Format the lines of the data from the one containing "# test: pointer marks one dot per instance of the balcony" through the end of the data, both ends included, as a numbered list without blank lines.

Data excerpts on pointing at objects

====================

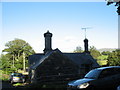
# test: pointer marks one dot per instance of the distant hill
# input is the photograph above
(106, 49)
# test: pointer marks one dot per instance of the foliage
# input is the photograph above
(78, 49)
(114, 58)
(94, 52)
(13, 60)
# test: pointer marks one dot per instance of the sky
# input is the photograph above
(30, 20)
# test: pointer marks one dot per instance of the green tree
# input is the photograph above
(15, 50)
(94, 52)
(78, 49)
(117, 3)
(114, 58)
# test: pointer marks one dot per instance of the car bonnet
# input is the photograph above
(80, 81)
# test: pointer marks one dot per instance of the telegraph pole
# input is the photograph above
(85, 28)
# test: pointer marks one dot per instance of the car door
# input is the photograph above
(105, 79)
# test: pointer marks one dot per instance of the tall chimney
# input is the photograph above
(86, 45)
(48, 46)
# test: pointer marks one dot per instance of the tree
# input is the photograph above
(78, 49)
(114, 58)
(94, 52)
(15, 50)
(117, 3)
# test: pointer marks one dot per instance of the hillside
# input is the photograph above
(106, 49)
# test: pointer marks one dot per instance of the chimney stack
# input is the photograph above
(48, 46)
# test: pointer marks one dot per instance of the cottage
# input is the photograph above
(55, 65)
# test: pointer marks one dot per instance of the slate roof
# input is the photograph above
(78, 58)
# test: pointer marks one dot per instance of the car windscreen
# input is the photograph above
(93, 74)
(17, 74)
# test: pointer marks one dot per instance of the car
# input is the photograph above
(106, 78)
(17, 78)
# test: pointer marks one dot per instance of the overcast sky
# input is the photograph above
(30, 20)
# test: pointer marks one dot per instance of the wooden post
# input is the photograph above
(23, 61)
(13, 61)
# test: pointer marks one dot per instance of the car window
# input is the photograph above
(17, 74)
(107, 72)
(93, 74)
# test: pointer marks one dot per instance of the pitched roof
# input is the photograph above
(78, 58)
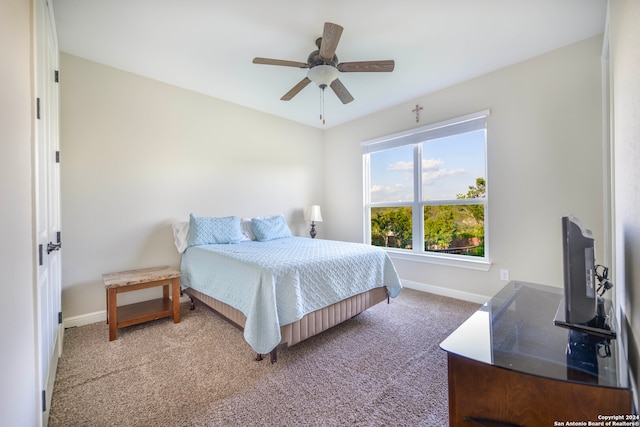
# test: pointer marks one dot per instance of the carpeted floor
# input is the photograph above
(383, 367)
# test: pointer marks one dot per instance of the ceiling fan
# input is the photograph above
(324, 67)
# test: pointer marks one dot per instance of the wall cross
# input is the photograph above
(417, 111)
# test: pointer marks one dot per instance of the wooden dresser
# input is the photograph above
(509, 365)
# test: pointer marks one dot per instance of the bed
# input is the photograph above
(278, 288)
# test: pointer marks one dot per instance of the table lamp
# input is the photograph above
(312, 213)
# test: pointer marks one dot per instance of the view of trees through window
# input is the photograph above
(425, 189)
(453, 228)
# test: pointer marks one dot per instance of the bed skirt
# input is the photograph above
(311, 324)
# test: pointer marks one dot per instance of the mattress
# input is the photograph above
(278, 282)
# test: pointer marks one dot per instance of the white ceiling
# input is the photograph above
(207, 45)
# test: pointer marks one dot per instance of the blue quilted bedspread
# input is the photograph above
(277, 282)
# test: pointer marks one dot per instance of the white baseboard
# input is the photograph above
(85, 319)
(101, 316)
(445, 292)
(95, 317)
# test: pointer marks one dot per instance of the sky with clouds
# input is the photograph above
(449, 166)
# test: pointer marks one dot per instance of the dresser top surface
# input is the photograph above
(515, 330)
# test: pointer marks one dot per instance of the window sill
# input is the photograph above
(450, 261)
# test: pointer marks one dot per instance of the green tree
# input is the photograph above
(439, 226)
(476, 192)
(396, 221)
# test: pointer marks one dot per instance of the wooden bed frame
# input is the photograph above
(310, 325)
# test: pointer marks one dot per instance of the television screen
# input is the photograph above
(579, 268)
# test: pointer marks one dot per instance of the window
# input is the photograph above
(425, 190)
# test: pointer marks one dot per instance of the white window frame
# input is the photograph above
(415, 137)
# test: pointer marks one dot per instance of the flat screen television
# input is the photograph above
(578, 252)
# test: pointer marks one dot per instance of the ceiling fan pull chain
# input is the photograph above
(322, 105)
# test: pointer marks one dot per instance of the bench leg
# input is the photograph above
(112, 316)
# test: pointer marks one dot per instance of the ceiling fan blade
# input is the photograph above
(294, 90)
(330, 38)
(341, 91)
(282, 62)
(367, 66)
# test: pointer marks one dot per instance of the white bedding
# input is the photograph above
(277, 282)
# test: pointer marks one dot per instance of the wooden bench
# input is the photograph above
(133, 280)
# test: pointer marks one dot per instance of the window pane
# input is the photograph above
(451, 165)
(392, 227)
(454, 229)
(391, 175)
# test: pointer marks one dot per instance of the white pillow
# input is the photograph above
(180, 235)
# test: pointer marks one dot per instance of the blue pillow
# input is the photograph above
(270, 228)
(208, 231)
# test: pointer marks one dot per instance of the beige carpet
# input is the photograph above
(383, 367)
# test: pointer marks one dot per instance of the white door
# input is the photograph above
(47, 202)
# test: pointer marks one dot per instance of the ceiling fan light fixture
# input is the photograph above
(323, 75)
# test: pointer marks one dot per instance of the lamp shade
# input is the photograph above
(312, 213)
(323, 75)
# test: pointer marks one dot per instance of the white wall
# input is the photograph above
(544, 161)
(624, 37)
(138, 155)
(18, 394)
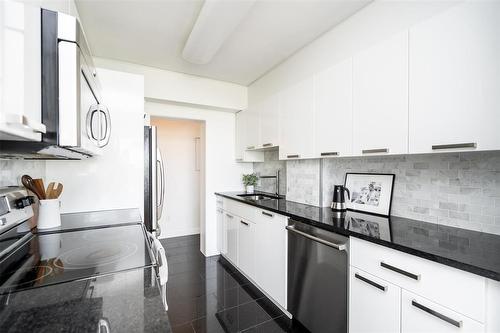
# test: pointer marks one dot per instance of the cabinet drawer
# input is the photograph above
(420, 315)
(240, 209)
(373, 304)
(444, 285)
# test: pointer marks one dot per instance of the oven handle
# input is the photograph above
(340, 247)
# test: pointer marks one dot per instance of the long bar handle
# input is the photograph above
(457, 323)
(375, 151)
(400, 271)
(455, 146)
(370, 282)
(330, 153)
(340, 247)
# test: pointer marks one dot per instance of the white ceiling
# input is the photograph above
(154, 32)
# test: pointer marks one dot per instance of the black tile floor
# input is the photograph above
(209, 295)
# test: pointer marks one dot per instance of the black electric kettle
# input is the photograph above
(338, 202)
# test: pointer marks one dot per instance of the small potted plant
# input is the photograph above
(250, 181)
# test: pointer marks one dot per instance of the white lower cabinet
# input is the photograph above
(374, 304)
(271, 255)
(257, 245)
(231, 231)
(246, 247)
(420, 315)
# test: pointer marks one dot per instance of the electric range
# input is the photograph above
(99, 271)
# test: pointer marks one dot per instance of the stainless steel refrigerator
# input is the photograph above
(154, 182)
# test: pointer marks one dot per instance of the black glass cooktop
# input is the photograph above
(52, 258)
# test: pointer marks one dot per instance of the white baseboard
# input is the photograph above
(179, 232)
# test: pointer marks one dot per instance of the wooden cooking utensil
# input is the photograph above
(50, 190)
(38, 182)
(30, 185)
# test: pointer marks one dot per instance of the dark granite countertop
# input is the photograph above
(468, 250)
(126, 302)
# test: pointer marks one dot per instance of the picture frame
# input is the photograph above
(370, 192)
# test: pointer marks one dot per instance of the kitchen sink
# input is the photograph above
(259, 196)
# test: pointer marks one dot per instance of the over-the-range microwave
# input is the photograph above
(77, 122)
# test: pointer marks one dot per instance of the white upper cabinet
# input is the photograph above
(245, 130)
(297, 121)
(455, 80)
(20, 72)
(333, 110)
(380, 98)
(269, 121)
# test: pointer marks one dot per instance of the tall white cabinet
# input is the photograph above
(455, 80)
(297, 121)
(333, 110)
(20, 72)
(380, 97)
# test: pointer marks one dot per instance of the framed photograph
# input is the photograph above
(370, 192)
(370, 225)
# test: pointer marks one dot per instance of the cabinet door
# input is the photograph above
(231, 228)
(380, 98)
(271, 251)
(243, 125)
(297, 121)
(374, 304)
(269, 121)
(20, 72)
(420, 315)
(333, 110)
(220, 230)
(246, 246)
(455, 80)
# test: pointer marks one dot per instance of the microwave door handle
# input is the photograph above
(104, 139)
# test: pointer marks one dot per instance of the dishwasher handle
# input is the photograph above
(340, 247)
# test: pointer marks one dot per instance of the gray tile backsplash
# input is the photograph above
(460, 190)
(457, 189)
(12, 170)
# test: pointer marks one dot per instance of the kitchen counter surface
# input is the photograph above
(468, 250)
(126, 302)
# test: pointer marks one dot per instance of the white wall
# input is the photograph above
(176, 140)
(115, 179)
(183, 88)
(373, 23)
(222, 173)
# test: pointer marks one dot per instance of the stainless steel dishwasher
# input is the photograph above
(317, 278)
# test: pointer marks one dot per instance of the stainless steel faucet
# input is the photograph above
(277, 177)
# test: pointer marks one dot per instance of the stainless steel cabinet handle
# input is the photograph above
(330, 153)
(104, 140)
(455, 146)
(375, 151)
(370, 282)
(103, 326)
(400, 271)
(457, 323)
(340, 247)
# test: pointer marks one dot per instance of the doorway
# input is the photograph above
(182, 146)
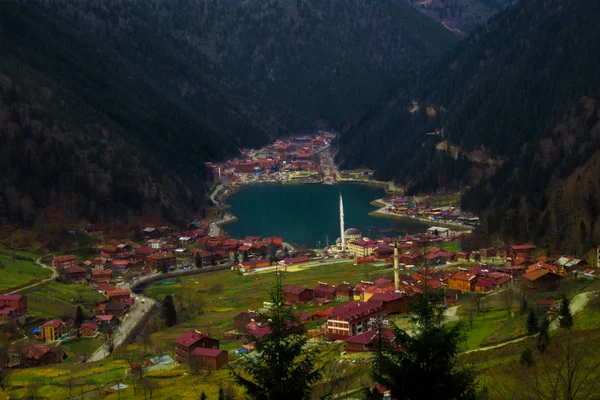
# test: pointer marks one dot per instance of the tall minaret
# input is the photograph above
(342, 223)
(396, 267)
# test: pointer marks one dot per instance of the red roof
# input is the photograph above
(294, 289)
(55, 323)
(188, 339)
(537, 274)
(65, 258)
(325, 288)
(11, 297)
(201, 351)
(145, 250)
(118, 292)
(523, 247)
(74, 270)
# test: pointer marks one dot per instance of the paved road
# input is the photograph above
(53, 277)
(130, 321)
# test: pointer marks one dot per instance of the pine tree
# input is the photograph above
(564, 315)
(169, 312)
(425, 364)
(531, 323)
(79, 316)
(281, 367)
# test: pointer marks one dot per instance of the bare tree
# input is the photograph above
(566, 370)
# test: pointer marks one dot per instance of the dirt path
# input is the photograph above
(38, 262)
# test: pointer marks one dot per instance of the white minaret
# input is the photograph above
(342, 223)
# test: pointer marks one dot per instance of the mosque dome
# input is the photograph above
(352, 231)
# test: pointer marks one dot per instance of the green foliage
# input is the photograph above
(564, 314)
(427, 365)
(169, 312)
(532, 323)
(79, 316)
(544, 335)
(510, 93)
(281, 367)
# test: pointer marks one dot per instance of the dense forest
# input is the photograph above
(460, 16)
(110, 110)
(493, 108)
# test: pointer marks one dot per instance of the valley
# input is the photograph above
(397, 198)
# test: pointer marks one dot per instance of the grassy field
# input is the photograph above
(56, 299)
(241, 293)
(19, 272)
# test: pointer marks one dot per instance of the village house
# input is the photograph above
(522, 252)
(101, 276)
(352, 318)
(15, 302)
(118, 295)
(74, 275)
(63, 262)
(241, 321)
(208, 359)
(186, 343)
(115, 309)
(540, 280)
(33, 355)
(362, 248)
(463, 281)
(324, 291)
(161, 261)
(393, 301)
(344, 291)
(144, 252)
(88, 330)
(369, 340)
(297, 295)
(51, 330)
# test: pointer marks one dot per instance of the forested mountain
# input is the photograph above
(110, 109)
(501, 101)
(460, 16)
(327, 59)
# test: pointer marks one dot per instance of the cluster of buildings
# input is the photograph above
(284, 160)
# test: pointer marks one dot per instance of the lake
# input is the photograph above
(308, 214)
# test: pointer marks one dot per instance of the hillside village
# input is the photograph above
(341, 311)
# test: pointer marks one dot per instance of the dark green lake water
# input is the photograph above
(305, 214)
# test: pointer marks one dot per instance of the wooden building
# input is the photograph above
(189, 341)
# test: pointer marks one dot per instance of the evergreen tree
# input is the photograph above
(79, 316)
(544, 335)
(169, 312)
(281, 368)
(524, 306)
(564, 315)
(426, 367)
(531, 323)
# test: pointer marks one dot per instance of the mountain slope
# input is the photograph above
(326, 59)
(460, 16)
(498, 98)
(110, 110)
(86, 132)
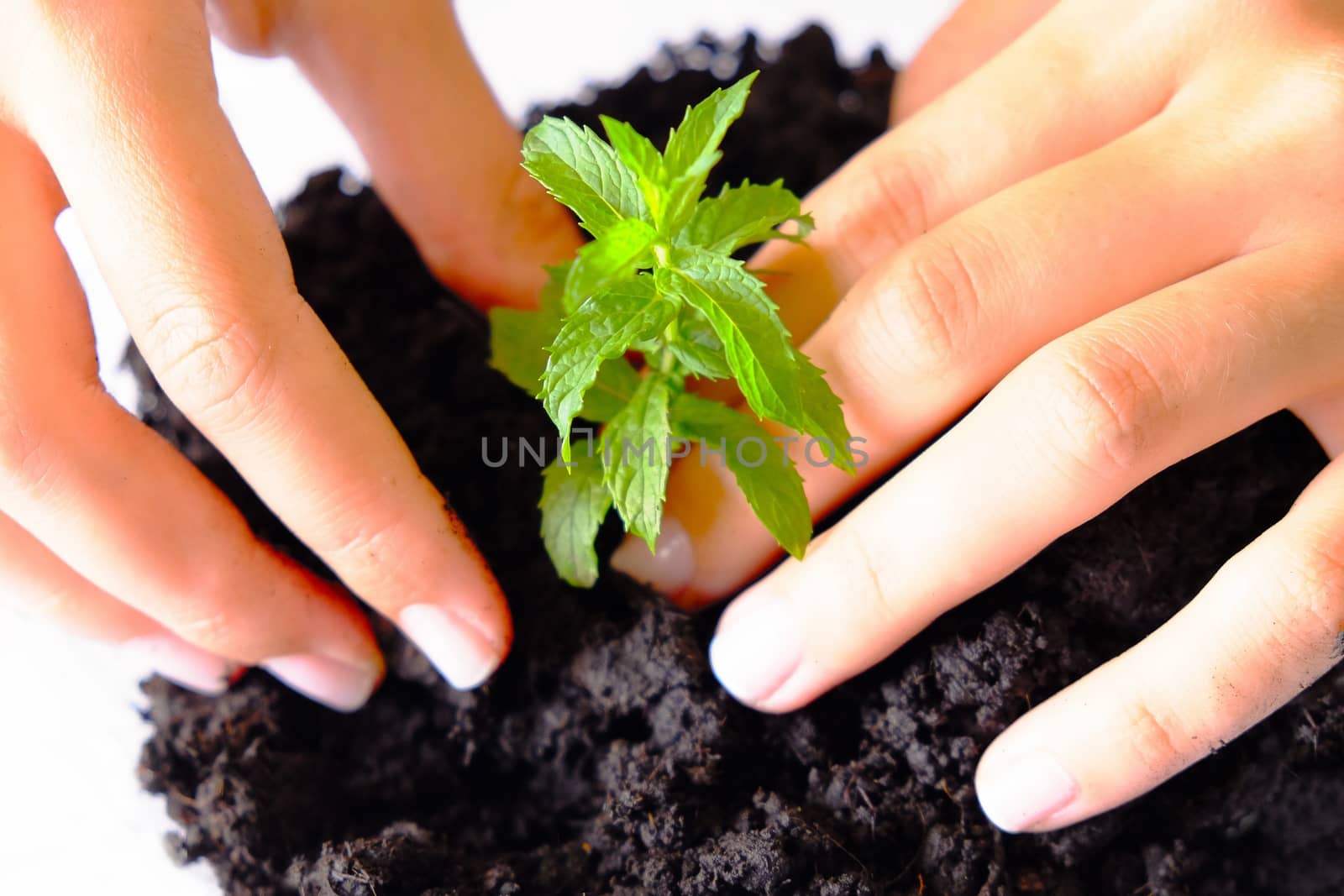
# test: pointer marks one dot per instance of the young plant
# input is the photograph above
(659, 278)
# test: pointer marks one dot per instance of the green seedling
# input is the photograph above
(659, 281)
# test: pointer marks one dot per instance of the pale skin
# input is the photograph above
(1116, 228)
(1116, 223)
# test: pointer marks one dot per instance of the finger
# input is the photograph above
(932, 329)
(1082, 76)
(195, 262)
(974, 33)
(1269, 624)
(441, 150)
(1065, 436)
(35, 584)
(129, 516)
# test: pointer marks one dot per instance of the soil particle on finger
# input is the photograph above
(605, 759)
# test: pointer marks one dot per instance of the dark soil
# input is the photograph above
(604, 758)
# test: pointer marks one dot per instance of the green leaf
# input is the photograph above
(642, 157)
(553, 295)
(756, 343)
(575, 503)
(611, 391)
(517, 342)
(822, 406)
(584, 172)
(761, 466)
(777, 380)
(743, 215)
(699, 349)
(598, 329)
(635, 456)
(694, 148)
(613, 257)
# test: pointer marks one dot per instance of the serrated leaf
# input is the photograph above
(553, 295)
(822, 407)
(611, 391)
(756, 343)
(635, 457)
(777, 380)
(772, 486)
(694, 148)
(517, 342)
(575, 503)
(699, 349)
(613, 257)
(584, 172)
(515, 351)
(743, 215)
(601, 328)
(642, 157)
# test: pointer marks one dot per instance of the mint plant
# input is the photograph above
(659, 278)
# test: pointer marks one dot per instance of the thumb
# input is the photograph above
(441, 150)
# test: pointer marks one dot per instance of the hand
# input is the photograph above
(1120, 235)
(104, 528)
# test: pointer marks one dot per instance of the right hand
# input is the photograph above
(108, 531)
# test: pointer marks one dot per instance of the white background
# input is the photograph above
(71, 815)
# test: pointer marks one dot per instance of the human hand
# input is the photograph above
(108, 531)
(1109, 246)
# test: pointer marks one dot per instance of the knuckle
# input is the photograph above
(24, 454)
(1156, 738)
(1310, 618)
(931, 311)
(900, 197)
(884, 600)
(253, 27)
(210, 363)
(1104, 399)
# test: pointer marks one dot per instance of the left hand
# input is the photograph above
(1121, 237)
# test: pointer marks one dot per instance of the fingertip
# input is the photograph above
(669, 569)
(1021, 792)
(338, 685)
(461, 652)
(183, 664)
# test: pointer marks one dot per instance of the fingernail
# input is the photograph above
(1025, 790)
(333, 683)
(757, 647)
(460, 653)
(183, 664)
(669, 567)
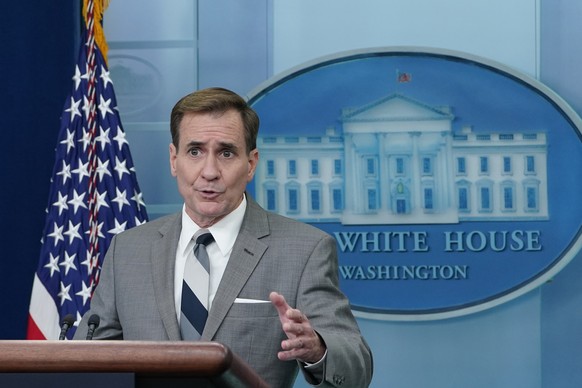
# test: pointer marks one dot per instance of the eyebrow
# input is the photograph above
(222, 144)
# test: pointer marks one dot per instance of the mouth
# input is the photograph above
(209, 194)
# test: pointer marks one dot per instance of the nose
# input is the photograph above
(210, 170)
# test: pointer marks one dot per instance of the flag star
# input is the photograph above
(88, 262)
(120, 167)
(101, 200)
(118, 227)
(69, 263)
(139, 222)
(87, 107)
(138, 198)
(105, 77)
(77, 77)
(73, 232)
(120, 137)
(64, 293)
(78, 320)
(96, 231)
(53, 264)
(86, 139)
(61, 203)
(82, 170)
(121, 198)
(85, 293)
(69, 141)
(77, 201)
(102, 168)
(57, 233)
(65, 172)
(103, 137)
(74, 109)
(104, 106)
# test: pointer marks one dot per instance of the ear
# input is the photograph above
(173, 156)
(253, 161)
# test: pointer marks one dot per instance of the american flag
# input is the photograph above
(93, 196)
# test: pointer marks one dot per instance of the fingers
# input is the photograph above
(280, 303)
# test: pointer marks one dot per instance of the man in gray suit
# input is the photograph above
(273, 295)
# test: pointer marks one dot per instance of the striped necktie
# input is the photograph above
(194, 304)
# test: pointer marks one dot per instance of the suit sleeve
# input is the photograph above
(349, 359)
(103, 303)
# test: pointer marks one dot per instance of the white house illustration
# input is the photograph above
(398, 161)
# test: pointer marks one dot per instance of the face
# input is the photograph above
(211, 165)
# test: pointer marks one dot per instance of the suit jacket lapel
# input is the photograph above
(163, 264)
(246, 254)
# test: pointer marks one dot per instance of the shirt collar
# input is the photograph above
(224, 231)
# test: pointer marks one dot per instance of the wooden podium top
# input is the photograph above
(193, 359)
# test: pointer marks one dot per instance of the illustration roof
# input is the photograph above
(396, 107)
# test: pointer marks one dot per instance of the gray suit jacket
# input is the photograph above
(135, 295)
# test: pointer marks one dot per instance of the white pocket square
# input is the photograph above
(245, 300)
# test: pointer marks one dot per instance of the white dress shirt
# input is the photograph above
(224, 232)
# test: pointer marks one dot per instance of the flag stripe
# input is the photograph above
(93, 196)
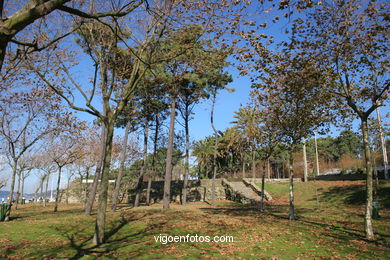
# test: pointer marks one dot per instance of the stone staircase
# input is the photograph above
(244, 192)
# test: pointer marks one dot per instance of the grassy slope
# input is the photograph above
(331, 227)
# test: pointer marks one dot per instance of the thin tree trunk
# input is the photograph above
(304, 162)
(23, 179)
(383, 144)
(92, 194)
(316, 150)
(121, 169)
(40, 187)
(213, 190)
(243, 167)
(100, 225)
(169, 166)
(86, 187)
(46, 188)
(18, 190)
(11, 192)
(291, 176)
(153, 161)
(253, 162)
(149, 188)
(141, 175)
(268, 170)
(262, 189)
(58, 189)
(3, 49)
(369, 186)
(187, 166)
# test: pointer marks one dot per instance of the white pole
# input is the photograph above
(383, 144)
(317, 163)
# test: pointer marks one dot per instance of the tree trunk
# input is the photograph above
(3, 49)
(169, 166)
(46, 188)
(262, 189)
(92, 194)
(304, 162)
(67, 191)
(213, 190)
(268, 170)
(39, 187)
(383, 144)
(23, 179)
(187, 169)
(253, 162)
(11, 192)
(291, 177)
(121, 169)
(18, 190)
(316, 150)
(145, 156)
(58, 189)
(243, 166)
(100, 225)
(86, 188)
(153, 161)
(369, 188)
(149, 188)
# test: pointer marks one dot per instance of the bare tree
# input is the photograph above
(25, 118)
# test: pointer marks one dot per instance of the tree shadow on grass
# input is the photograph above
(84, 247)
(44, 213)
(340, 230)
(356, 195)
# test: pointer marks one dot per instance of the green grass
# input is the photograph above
(329, 225)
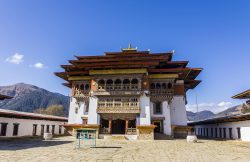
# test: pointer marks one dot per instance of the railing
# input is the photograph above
(105, 130)
(117, 104)
(80, 93)
(109, 87)
(131, 131)
(118, 109)
(161, 91)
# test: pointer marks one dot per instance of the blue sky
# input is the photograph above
(38, 36)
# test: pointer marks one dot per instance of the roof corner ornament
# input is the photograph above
(129, 49)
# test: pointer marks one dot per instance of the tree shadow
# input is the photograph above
(25, 143)
(106, 147)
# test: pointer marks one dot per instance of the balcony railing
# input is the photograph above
(105, 130)
(120, 87)
(161, 91)
(80, 93)
(110, 108)
(131, 130)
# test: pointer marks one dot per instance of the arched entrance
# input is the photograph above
(118, 126)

====================

COMPLETED EXERCISE:
1. # test: pointer marks one dot per instance of the balcony railing
2. # input is the photograph above
3. (105, 130)
4. (120, 87)
5. (161, 91)
6. (80, 93)
7. (110, 108)
8. (131, 130)
9. # test: pointer marks one dot per instance of the arched entrance
10. # input is the photograph above
11. (118, 126)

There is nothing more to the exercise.